■ **INSTRUCTION**
Can you arrange every line of the rows below as a JSON list of strings, with one string per line, skipping blank lines and leaving out the pictures?

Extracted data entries
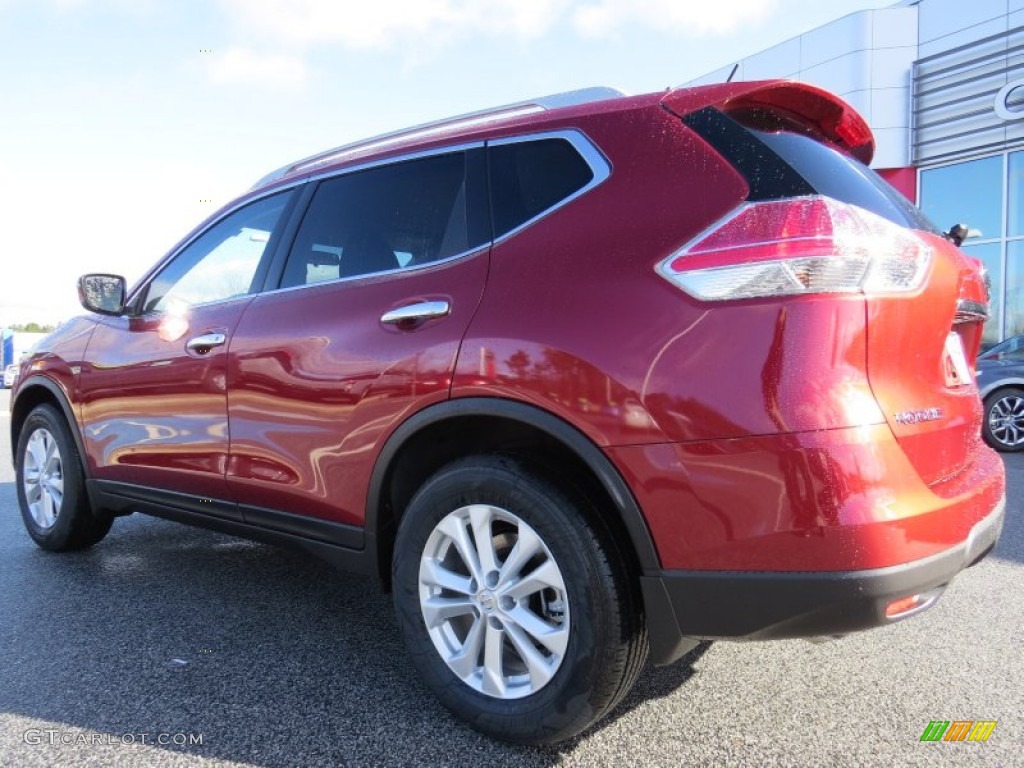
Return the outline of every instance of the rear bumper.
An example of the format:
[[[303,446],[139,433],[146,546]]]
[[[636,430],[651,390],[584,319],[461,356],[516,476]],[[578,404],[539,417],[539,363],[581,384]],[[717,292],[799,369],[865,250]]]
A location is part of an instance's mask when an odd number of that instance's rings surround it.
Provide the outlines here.
[[[995,546],[1006,497],[956,546],[919,560],[847,571],[664,570],[642,578],[651,657],[671,664],[700,639],[770,640],[882,627],[893,600],[941,591]],[[903,616],[899,616],[903,617]]]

■ **REPLY**
[
  "Return the outline of every instance of the rear bumper.",
  "An example of the format:",
  "[[[303,446],[139,433],[146,546]]]",
  "[[[636,430],[651,390],[584,319],[461,356],[516,476]],[[578,404],[539,417],[539,363],[581,384]],[[717,292],[799,369],[865,250]]]",
  "A location is part of an instance's mask when an odd number of that instance's rings surround it.",
  "Provide the outlines here.",
  "[[[995,546],[1006,497],[956,546],[919,560],[847,571],[664,570],[642,578],[651,657],[671,664],[700,639],[770,640],[882,627],[893,600],[941,591]],[[903,616],[899,616],[903,617]]]"
]